[Stored records]
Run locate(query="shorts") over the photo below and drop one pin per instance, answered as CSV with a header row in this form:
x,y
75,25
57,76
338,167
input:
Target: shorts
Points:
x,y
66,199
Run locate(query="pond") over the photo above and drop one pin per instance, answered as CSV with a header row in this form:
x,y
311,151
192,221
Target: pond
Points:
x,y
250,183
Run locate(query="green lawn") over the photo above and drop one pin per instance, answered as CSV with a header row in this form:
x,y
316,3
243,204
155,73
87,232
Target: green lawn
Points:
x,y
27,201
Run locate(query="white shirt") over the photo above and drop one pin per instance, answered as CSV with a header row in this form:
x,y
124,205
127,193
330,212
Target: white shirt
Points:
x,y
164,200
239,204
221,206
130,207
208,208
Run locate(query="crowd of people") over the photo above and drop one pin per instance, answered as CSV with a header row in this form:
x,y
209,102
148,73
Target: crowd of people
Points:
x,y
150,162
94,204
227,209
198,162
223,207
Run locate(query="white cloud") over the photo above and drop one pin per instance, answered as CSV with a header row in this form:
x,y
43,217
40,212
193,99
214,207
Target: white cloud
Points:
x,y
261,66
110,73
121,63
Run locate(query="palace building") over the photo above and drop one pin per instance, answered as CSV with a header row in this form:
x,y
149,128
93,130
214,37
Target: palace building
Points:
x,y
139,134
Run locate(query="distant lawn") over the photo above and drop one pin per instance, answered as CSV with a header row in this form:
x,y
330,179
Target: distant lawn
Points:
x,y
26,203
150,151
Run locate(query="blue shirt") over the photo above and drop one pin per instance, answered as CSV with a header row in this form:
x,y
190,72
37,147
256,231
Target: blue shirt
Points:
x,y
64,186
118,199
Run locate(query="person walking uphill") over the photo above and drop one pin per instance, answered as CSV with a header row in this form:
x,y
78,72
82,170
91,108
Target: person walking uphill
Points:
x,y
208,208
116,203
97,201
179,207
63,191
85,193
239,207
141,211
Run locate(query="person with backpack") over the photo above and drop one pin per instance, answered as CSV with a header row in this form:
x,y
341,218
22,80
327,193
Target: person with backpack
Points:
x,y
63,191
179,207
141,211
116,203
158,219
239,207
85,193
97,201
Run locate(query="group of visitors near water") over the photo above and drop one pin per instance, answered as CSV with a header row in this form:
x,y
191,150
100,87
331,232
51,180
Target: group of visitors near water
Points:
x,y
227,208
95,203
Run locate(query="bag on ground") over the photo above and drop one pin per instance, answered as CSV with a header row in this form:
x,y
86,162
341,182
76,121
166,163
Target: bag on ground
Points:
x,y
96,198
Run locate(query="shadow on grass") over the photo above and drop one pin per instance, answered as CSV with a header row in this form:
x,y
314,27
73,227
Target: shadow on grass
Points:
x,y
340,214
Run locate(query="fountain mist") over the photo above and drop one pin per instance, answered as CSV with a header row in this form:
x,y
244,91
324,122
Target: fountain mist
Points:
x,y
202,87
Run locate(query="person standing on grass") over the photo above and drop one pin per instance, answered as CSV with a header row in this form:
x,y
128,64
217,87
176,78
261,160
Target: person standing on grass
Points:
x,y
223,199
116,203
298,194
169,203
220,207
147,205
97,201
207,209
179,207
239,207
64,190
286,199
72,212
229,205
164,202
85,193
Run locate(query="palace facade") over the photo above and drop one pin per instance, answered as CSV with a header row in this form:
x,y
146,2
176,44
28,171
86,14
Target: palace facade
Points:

Directions for this task: The answer must restate all of the entries exactly.

Response to this exercise:
Run locate(query="shorts") over the photo below and drop one pin per instance, answered as CSV with a header row in this form:
x,y
75,25
57,76
338,167
input:
Target: shorts
Points:
x,y
66,199
Run locate(query="pond") over the photo above and drop one pin per instance, answered as CSV with a header row in this form:
x,y
311,151
192,221
Target: pond
Points:
x,y
250,183
Run locate(query="green lawn") over the photo above and drop one pin per instance, answered as CSV with a header row in this form:
x,y
316,3
243,204
155,73
87,232
Target: green lawn
Points:
x,y
27,201
Run locate(query="white shirt") over the photo above and drop one pin per instance, answered as CSV with a header row in this form:
x,y
124,205
127,193
330,212
Target: white shirt
Points:
x,y
164,200
239,204
221,206
130,207
208,208
Run locate(query="crowd of people") over the photo above and drop one pin per instance, answered as CSV with a header row in this form:
x,y
209,102
148,73
Target: crowd of people
Points:
x,y
150,162
94,204
227,209
198,162
223,207
Run locate(query="white cloud") over the photo above and drop one pin per instance, answered as CSV with a header row in this form:
x,y
43,217
40,212
193,99
214,207
Target: white cloud
Points:
x,y
261,66
110,73
121,63
Run locate(query="palace building") over the photo above and drop one pin per instance, answered as CSV with a header row in this form:
x,y
149,128
93,130
214,37
Target: palace building
Points:
x,y
139,134
Run locate(query="distant lawn") over the photo above and drop one pin per instance, answered as CSV with a header row in this form:
x,y
330,179
Target: distant lawn
Points:
x,y
26,203
150,151
Run locate(query="blue shirt") over the photo above and drop one pin per instance, answered as CSV with a header row in this form:
x,y
190,72
37,147
256,231
Target: blue shirt
Points:
x,y
64,186
118,199
Run locate(query="person walking uphill") over the photo above and drop one pin per instance, answered as CSV with a header row in this form:
x,y
78,72
82,170
91,108
Target: person walking uphill
Points:
x,y
208,208
116,203
97,201
179,207
63,191
85,193
239,207
141,211
Run locate(query="person with backpack") over the photo above and drop one pin per instance, answered as CSV with a header row in this form:
x,y
341,218
22,80
327,193
Target: person with backpack
Points:
x,y
63,191
179,207
141,211
116,203
158,219
239,207
85,193
97,201
Run locate(query="group of visitors near water") over the photo above and drop one pin per instance, answered as CSV with a header row in this form:
x,y
191,150
100,87
331,232
51,180
Target: group of visitors near water
Points:
x,y
227,208
95,203
Run locate(query="bag on ground") over the photo above and drop one pin per instance, answered as CSV with a header row in this form:
x,y
86,162
341,182
76,121
166,163
Target: bag on ground
Points:
x,y
96,198
Run locate(query="shadow on grass") over the photo above and drop one pin per instance, answered as CSV with a header row in this form:
x,y
314,27
73,227
Target: shadow on grass
Points:
x,y
340,214
Run locate(query="fountain mist") over the photo above and drop one pin per instance, answered as CSV with a header row in this form:
x,y
244,91
324,122
Target: fountain mist
Points:
x,y
202,87
Run locate(query="person standing on grass") over the photo above and drop one pin per instance, answered as CSV with a header row in this form:
x,y
128,64
217,87
176,78
261,160
Target: person standing on grass
Points:
x,y
223,199
116,203
298,194
169,203
220,207
147,205
97,201
207,209
179,207
239,207
64,190
286,199
72,212
229,205
164,202
85,193
Run locate(query="palace facade") over the photo above and drop one pin per instance, answered as CSV with a header row in this form:
x,y
146,2
176,44
28,171
86,14
Target: palace facade
Points:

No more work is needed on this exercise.